▶ _Work request_
Give back, word for word, the line that contains "Target: hay field" and every line that follows it in the data below.

Collected data:

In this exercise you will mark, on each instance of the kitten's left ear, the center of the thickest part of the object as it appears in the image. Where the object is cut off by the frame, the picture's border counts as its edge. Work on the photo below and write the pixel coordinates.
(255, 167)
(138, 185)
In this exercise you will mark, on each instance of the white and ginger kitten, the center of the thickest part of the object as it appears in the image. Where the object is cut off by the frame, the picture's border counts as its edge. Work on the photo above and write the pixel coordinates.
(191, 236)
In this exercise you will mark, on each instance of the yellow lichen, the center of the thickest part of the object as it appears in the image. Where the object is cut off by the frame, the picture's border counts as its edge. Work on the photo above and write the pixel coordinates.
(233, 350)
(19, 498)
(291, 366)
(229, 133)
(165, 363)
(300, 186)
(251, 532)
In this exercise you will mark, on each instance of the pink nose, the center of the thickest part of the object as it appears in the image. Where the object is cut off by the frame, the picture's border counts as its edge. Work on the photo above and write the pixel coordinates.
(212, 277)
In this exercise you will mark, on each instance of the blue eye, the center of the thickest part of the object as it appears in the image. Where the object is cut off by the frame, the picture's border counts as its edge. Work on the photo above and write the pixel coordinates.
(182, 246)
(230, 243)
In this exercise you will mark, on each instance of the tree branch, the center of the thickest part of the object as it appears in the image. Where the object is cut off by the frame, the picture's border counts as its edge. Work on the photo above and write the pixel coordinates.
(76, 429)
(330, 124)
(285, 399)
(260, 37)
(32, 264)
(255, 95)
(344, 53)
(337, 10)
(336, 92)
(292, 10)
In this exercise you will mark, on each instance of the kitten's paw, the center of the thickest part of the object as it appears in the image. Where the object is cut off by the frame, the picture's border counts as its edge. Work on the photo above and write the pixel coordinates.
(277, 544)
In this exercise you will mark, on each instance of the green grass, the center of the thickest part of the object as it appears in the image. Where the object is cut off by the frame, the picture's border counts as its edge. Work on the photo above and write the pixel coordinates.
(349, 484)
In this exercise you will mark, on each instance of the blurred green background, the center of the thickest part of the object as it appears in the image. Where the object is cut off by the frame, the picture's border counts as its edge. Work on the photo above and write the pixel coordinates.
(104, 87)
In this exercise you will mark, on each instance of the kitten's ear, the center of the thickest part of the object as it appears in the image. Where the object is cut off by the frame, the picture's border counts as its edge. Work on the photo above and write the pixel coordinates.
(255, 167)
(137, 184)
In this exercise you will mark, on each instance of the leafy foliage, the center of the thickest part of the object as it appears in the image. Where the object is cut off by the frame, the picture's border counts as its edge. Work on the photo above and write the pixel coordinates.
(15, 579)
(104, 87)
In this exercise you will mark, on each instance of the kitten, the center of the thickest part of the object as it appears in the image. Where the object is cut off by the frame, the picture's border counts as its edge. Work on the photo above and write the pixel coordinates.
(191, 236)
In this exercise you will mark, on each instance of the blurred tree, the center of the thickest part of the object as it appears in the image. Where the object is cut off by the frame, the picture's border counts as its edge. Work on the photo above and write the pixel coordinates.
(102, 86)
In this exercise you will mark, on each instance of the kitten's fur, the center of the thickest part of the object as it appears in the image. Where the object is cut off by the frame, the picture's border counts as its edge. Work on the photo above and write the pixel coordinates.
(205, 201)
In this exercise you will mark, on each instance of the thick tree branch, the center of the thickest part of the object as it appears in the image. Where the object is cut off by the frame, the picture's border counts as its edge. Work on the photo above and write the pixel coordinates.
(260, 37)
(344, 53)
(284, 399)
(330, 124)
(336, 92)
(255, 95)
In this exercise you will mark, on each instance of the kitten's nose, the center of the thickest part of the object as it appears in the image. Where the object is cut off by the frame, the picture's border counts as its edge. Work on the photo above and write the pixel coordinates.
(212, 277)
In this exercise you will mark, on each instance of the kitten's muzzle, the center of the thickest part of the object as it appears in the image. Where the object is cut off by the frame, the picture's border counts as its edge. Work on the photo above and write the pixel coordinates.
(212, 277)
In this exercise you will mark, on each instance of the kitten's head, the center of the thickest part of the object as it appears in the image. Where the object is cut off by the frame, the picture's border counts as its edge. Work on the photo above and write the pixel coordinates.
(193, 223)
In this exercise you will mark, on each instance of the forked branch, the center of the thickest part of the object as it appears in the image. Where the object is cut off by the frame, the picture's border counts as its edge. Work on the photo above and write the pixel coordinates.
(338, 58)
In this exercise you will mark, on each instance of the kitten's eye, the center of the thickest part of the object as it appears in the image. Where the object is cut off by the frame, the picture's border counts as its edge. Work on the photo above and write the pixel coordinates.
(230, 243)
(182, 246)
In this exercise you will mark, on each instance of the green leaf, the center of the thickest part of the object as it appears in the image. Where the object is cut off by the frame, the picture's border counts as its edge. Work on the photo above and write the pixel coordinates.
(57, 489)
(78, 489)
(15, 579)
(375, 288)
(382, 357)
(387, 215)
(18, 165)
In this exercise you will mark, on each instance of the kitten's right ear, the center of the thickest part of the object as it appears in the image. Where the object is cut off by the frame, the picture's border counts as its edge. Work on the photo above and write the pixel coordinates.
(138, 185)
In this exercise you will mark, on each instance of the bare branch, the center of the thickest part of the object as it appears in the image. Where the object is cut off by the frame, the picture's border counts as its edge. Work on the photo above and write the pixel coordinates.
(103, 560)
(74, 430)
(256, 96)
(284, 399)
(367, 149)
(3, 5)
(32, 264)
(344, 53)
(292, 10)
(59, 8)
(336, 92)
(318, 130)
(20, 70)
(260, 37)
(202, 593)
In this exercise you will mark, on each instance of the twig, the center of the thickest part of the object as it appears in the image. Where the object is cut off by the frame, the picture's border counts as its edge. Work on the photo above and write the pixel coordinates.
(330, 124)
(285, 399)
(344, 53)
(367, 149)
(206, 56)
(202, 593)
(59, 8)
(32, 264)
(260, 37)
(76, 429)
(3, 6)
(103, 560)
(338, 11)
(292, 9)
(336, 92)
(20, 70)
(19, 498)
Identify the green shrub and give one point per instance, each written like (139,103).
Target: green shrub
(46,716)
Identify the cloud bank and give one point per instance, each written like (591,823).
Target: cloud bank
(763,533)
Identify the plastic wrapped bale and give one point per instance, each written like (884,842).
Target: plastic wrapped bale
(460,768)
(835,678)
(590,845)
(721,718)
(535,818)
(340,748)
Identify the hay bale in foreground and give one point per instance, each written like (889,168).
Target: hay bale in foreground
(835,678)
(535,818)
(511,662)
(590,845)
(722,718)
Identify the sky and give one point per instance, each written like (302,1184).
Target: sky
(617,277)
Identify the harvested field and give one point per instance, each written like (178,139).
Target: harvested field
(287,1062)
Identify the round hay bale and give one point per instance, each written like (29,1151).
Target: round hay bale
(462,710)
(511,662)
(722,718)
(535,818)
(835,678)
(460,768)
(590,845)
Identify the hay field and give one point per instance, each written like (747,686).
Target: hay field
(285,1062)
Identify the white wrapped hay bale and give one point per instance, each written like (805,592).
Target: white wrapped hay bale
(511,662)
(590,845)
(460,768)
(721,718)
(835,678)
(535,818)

▶ _Output of the task_
Target: hay field
(285,1062)
Identify the white wrapped hay bale and give one point per instance, each written like (805,592).
Target: white wrapped hay bale
(511,662)
(590,845)
(460,768)
(721,718)
(835,678)
(535,818)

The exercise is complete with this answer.